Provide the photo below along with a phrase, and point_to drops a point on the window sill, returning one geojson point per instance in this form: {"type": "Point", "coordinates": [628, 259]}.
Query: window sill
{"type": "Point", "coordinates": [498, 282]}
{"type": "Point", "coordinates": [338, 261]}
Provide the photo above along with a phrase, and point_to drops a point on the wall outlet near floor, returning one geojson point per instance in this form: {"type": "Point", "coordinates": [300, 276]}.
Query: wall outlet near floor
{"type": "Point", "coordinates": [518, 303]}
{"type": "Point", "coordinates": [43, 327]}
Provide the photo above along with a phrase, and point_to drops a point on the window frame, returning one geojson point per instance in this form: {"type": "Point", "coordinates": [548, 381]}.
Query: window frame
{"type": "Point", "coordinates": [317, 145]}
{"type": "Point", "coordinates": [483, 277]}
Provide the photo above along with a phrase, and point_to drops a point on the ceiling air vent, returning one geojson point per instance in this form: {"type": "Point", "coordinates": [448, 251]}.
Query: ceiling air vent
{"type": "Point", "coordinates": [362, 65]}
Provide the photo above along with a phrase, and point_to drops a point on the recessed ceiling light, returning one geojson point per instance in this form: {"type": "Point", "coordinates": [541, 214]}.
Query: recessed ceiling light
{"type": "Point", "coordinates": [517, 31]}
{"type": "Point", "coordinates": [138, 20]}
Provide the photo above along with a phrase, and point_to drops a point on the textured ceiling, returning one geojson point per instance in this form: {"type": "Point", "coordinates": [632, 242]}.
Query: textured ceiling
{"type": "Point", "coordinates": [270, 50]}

------------

Task statement
Read the listing. Copy each line that has the word "phrase" in it.

Answer to this problem
Provide the photo below along with a phrase, and point_to drops a point on the window sill, returning one geojson point per instance in this form: {"type": "Point", "coordinates": [628, 259]}.
Provide the photo above along with a phrase, and point_to drops a point on the wall outlet near floor, returning one geojson point per instance in this form: {"type": "Point", "coordinates": [300, 276]}.
Provide the photo above along with a phrase, and point_to drops a point on the window frame, returning one geojson point per instance in this form: {"type": "Point", "coordinates": [548, 381]}.
Provide the photo above along with a phrase, and point_to drops a point on the ceiling air vent, returning one geojson point per instance in this form: {"type": "Point", "coordinates": [448, 251]}.
Provide the photo above along with a phrase, and point_to drops a point on the recessed ceiling light, returning one geojson point per instance in this form: {"type": "Point", "coordinates": [541, 214]}.
Provide the photo above along with a phrase, and point_to drops a point on the textured ceiling, returning one geojson point per instance in this form: {"type": "Point", "coordinates": [632, 242]}.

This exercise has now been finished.